**PASSAGE TO READ:**
______________________________

Skip to content
Adi's Digital Garden

Provenance

Active

Irrefutable proof that writing was created by a human — through an authentic human process.

Try the demo →

The Vision

AI can now generate text indistinguishable from human writing in quality. Existing detectors don't work — they analyze the output, but the output isn't what makes human writing human.

The analogy I keep coming back to is live concerts. Studio recordings are technically perfect, but there's something irreplaceable about proof that a human actually performed it — in time, with friction. As AI floods the zone with perfect output, the process of creation becomes the differentiator.

Speed and single-burst generation are what make AI effective. Mistakes, creative detours, and rumination are what make us human. Provenance captures and proves those human characteristics — not by analyzing what you wrote, but by recording how you wrote it.

The Event Recorder

Provenance runs a CodeMirror 6 editor with a thin bridge layer (editorRecorder.js) that intercepts every document change event and pipes it into the core recorder. Nothing is sampled or batched at write-time — every atomic edit is captured.

Event Types Captured

  • insert — character(s) typed
  • delete — character(s) removed
  • paste — content pasted from clipboard
  • session_start — new writing session began
  • session_end — writing session ended

Per-Event Metadata

  • Millisecond-precision Unix timestamp
  • Cursor position in document
  • Content inserted or length deleted
  • SHA-256 hash (chained from prior event)

______________________________

**SUPPLIED MATERIAL:**
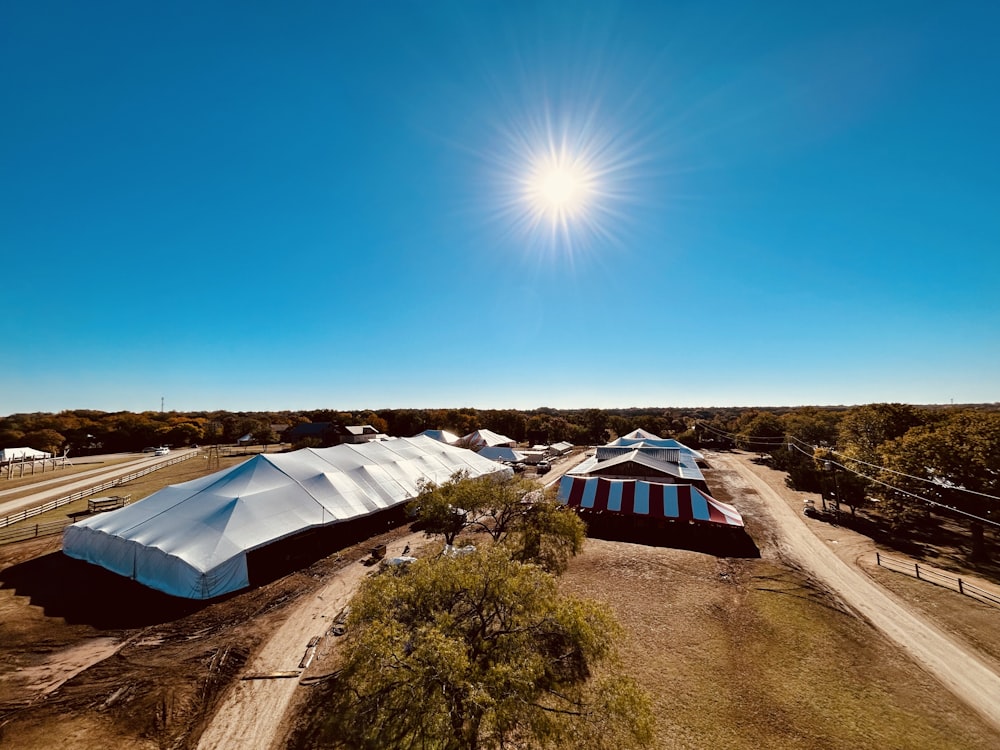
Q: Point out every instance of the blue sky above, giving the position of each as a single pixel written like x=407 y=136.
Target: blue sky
x=256 y=206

______________________________

**TASK REQUIREMENTS:**
1. Do these statements agree with the Provenance page? Answer yes or no for each and quote the words from the page that decide it.
(a) Edits are sampled or batched at write-time.
(b) The editor is built on CodeMirror 6.
(c) Each event's timestamp is precise to the second.
2. Rewrite the Provenance page's paragraph beginning "Speed and single-burst generation" as a shorter version that keeps its main facts.
3. How might the Provenance page go on after its last line? Write the next part.
The lines have no connection to the Provenance page.

**RESULTS OF THE EXERCISE:**
1.
(a) No: "Nothing is sampled or batched at write-time — every atomic edit is captured."
(b) Yes: "Provenance runs a CodeMirror 6 editor"
(c) No: "Millisecond-precision Unix timestamp"

2. AI works through speed and single-burst generation, while mistakes, creative detours and rumination mark human writing. Provenance proves those human traits by recording how a text was written rather than analyzing what it says.

3.
All recorder operations — startSession, recordInsert, endSession — are async and serialized through an internal operation queue. This prevents race conditions when multiple events fire in rapid succession (fast typists can produce several events per millisecond), ensuring the hash chain is always computed in strict order.

How the Proof Is Generated

Each event's hash is computed over its own content plus the previous event's hash, forming a rolling SHA-256 chain:

event[0].hash = SHA256(event[0] + "")
event[1].hash = SHA256(event[1] + event[0].hash)
event[2].hash = SHA256(event[2] + event[1].hash)
...

When you're done writing, everything gets serialized into a .provenance file — a portable, self-contained JSON artifact with all sessions, all events, the final content, and a SHA-256 hash of the final document. No server. No Provenance infrastructure. Anyone can verify independently by replaying the chain.

File Format (excerpt)

{
  "version": "1.0.0",
  "sessions": [{
    "id": "session-uuid",
    "startTime": "2024-01-15T09:00:00Z",
    "events": [
      { "type": "insert", "timestamp": 1705312800000,
        "position": 0, "content": "H", "hash": "abc123..." },
      { "type": "delete", "timestamp": 1705312805000,
        "position": 0, "length": 1,  "hash": "def456..." }
    ]
  }],
  "finalContent": "The complete document...",
  "contentHash": "sha256-of-final-content"
}

Why Forgery Is Hard

Rolling Hash Chain

Modifying a single event invalidates every hash that follows it. There's no way to silently edit the record — any tampering breaks the chain. Verification requires no central authority; the math is self-contained in the file.

Behavioral Capture

Timing patterns, pause durations, and correction sequences are recorded at millisecond precision. Human typing has statistically distinctive bursts, hesitations, and backtrack patterns that are difficult to fabricate convincingly.

Multi-Day Sessions

Forging a proof means performing the writing process in real time, across multiple actual sittings. The longer the document, the higher the cost. A forged 3,000-word essay would require hours of simulated typing spread over multiple days.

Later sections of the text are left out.